**Task set**.
• A. Reproduce the passage on Proto-Indo-European from "Greek is a PIE" to "decent written record.", switching "tablets" to "inscriptions".
• B. Carry on the piece about Proto-Indo-European languages past its final sentence.

**Text segment**.
■ ■ ■

I've previously written about the Proto-Indo-European family of languages. Pretty much all the European languages, plus Sanskrit in India, plus a lot of languages across the Middle East, are all descended from an incredibly ancient language, called Proto-Indo-European, usually shortened to PIE. There are people who've reconstructed PIE by comparing all the descendant languages and looking to see what they have in common.
The first PIE speakers originated somewhere north of the Black Sea (probably), some time about 4,000 BC, and then spread all over Europe, the Middle East and India. They carried their language with them, and everywhere they went, PIE supplanted whatever languages were already there. There's something about Proto-Indo-European that makes it particularly well suited to human brains.
Greek is a PIE language. The Linear B tablets of Minoan and Mycenaean civilization are extremely early, archaic Greek, thus making Greek the earliest known PIE language for which there's a decent written record.

■ ■ ■

**Extracted information**.
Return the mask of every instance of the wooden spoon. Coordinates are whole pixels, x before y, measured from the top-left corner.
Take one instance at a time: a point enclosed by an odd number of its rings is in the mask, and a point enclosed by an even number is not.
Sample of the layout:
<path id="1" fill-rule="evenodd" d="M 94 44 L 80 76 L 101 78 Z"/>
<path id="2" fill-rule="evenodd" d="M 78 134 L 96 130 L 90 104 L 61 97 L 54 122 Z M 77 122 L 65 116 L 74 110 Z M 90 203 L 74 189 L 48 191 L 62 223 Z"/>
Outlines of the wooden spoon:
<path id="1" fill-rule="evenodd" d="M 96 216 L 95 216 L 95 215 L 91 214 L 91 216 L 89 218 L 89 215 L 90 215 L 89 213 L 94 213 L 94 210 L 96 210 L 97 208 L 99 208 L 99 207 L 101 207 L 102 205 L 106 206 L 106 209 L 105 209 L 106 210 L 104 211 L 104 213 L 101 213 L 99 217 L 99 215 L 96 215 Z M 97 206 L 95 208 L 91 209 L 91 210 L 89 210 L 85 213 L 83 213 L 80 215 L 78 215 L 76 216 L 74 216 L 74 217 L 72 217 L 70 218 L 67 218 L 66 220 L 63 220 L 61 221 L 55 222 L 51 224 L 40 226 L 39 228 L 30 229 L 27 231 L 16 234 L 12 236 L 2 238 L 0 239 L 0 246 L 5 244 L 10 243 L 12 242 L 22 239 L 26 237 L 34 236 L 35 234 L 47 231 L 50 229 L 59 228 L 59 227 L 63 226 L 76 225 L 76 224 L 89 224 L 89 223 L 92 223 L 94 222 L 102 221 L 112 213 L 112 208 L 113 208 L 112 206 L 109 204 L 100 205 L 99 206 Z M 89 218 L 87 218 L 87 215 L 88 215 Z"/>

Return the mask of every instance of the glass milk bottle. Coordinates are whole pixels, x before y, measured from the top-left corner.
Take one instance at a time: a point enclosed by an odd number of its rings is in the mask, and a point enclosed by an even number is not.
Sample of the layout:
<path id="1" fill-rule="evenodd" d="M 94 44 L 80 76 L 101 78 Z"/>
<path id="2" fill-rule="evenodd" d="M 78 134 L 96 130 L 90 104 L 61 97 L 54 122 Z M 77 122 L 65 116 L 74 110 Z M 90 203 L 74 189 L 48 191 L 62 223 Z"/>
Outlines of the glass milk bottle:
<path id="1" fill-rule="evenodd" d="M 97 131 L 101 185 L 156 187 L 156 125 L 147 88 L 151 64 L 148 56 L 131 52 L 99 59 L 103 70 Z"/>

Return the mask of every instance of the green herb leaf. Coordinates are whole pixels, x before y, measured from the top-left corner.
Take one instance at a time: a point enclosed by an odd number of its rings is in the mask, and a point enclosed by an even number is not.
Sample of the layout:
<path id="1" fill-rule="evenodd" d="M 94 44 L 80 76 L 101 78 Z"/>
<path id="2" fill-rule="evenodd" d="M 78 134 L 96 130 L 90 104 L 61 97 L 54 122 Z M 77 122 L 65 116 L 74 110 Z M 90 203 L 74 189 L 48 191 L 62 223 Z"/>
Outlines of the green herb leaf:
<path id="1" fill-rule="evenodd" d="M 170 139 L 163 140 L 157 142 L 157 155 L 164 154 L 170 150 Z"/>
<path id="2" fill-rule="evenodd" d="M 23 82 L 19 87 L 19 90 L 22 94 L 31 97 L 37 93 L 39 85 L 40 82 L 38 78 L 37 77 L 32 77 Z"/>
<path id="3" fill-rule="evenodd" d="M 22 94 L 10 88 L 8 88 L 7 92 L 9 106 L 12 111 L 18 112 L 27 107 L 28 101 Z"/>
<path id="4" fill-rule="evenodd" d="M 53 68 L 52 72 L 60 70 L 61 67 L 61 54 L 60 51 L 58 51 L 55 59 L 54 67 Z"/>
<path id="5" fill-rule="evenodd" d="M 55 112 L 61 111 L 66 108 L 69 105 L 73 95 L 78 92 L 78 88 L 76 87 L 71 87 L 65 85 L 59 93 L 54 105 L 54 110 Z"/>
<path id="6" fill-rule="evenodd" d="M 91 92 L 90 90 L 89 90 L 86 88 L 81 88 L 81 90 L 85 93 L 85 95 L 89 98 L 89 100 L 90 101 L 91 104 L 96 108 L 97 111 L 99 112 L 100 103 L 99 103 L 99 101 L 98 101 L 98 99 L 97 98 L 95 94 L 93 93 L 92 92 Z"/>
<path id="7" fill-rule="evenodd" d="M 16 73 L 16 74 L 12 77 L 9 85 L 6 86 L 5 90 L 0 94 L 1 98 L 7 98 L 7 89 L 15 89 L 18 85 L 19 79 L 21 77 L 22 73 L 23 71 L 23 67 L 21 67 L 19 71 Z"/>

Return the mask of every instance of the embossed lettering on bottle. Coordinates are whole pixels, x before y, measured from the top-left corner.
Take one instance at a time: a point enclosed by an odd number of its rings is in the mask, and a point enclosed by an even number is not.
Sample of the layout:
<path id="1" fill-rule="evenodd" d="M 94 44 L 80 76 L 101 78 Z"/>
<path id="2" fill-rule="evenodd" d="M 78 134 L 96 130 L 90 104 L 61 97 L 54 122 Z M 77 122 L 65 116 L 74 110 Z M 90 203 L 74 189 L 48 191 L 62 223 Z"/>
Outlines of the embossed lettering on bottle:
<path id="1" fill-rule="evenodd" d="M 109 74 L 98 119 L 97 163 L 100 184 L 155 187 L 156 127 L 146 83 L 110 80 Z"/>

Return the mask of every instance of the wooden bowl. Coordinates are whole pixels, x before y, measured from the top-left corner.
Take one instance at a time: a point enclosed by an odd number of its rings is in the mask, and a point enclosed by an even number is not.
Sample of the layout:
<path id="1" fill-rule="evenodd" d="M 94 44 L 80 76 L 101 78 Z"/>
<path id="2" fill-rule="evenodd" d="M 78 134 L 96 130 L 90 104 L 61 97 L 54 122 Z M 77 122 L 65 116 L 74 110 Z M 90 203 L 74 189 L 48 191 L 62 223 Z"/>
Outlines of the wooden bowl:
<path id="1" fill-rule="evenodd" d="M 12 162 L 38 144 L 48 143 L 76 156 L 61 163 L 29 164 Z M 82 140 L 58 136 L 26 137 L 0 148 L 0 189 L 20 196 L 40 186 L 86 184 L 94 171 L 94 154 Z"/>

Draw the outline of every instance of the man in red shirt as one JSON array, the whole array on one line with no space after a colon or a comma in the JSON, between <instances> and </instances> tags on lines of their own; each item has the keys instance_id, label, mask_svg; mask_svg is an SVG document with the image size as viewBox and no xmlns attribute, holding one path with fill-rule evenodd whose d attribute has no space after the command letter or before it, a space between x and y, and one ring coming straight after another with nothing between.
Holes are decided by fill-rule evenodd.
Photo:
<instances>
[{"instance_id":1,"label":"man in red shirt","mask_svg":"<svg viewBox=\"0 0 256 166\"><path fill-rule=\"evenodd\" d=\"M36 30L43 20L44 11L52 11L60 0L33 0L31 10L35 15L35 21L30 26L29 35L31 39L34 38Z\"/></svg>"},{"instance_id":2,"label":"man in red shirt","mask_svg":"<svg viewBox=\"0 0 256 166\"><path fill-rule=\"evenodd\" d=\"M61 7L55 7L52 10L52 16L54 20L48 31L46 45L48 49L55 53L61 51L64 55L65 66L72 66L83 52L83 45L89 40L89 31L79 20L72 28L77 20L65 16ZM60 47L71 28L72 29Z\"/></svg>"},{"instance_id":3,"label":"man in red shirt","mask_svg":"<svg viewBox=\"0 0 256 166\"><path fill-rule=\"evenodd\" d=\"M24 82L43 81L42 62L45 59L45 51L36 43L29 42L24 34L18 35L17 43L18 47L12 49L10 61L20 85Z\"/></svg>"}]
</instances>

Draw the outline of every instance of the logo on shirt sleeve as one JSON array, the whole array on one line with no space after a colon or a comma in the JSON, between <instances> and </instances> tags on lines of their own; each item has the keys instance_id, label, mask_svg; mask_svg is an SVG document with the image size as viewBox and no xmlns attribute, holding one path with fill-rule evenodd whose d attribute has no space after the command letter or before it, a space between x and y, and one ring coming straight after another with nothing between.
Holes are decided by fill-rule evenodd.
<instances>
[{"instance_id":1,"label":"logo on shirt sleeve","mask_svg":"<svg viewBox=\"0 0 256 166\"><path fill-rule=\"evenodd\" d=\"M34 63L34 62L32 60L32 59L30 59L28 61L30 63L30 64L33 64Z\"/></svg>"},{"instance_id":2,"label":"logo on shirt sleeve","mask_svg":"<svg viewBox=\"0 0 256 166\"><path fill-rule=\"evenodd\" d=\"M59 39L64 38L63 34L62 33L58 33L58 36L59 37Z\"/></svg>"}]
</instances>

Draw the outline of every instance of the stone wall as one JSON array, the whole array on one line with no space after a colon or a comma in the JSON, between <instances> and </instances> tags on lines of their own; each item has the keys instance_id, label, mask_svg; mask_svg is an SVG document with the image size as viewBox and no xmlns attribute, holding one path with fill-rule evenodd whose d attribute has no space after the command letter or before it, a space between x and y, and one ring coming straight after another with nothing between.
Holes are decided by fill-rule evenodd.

■ ■ ■

**Results of the tasks**.
• A.
Greek is a PIE language. The Linear B inscriptions of Minoan and Mycenaean civilization are extremely early, archaic Greek, thus making Greek the earliest known PIE language for which there's a decent written record.

• B.
The PIE speakers also carried their religion with them. The religion has proven chancier to reconstruct because names and deity relationships have changed more easily than the language. Even so, some common elements have been found that surely must spring from the original religion.
If you know Greek, Roman, Norse or early Indian gods and goddesses then you already know the basic structure.
Father Sky is the easy one. Zeus pater in Greek, Deus pater in Latin, which contracts to Iu-pater = Jupiter, Dyaus pitar in Sanskrit, who appears in earlyVedas but is later supplanted. If you're wondering how Zeus/Deus/Dyaus managed to turn into Odin in the Norse version, so is everyone else. I wasn't kidding when I said the deity names changed more than any other part of the PIE language. And in fact Father Sky is the name that's changed least. The other gods and goddesses have to be reconstructed by their relationships or domains.
An Earth Mother. Like father (pater), mother (mater) in various forms is also incredibly ancient. No surprises there. The Greek version is Demeter.
A Sun God. Usually drives the sun around on a chariot. Which is interesting because chariots came late in PIE time. There must have been an earlier system.
A God of Thunder. Thor and friends.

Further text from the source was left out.